_Work order_
From the first line to the last, give the records again exactly.

Excerpted records Block Start

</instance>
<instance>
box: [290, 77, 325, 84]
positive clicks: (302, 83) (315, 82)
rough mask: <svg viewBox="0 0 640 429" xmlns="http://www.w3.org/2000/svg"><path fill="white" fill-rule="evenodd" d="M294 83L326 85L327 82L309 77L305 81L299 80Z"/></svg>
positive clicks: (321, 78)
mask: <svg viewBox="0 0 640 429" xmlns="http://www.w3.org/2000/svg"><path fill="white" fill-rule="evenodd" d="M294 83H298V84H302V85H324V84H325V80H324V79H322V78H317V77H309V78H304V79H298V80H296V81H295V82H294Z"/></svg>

Excerpted records Block End

_Result for this exercise_
</instance>
<instance>
box: [290, 77, 325, 84]
positive clicks: (302, 83) (315, 82)
rough mask: <svg viewBox="0 0 640 429" xmlns="http://www.w3.org/2000/svg"><path fill="white" fill-rule="evenodd" d="M294 83L326 85L327 82L309 77L305 81L299 80Z"/></svg>
positive clicks: (321, 78)
mask: <svg viewBox="0 0 640 429" xmlns="http://www.w3.org/2000/svg"><path fill="white" fill-rule="evenodd" d="M294 83H298V84H302V85H324V84H325V80H324V79H322V78H317V77H309V78H304V79H298V80H296V81H295V82H294Z"/></svg>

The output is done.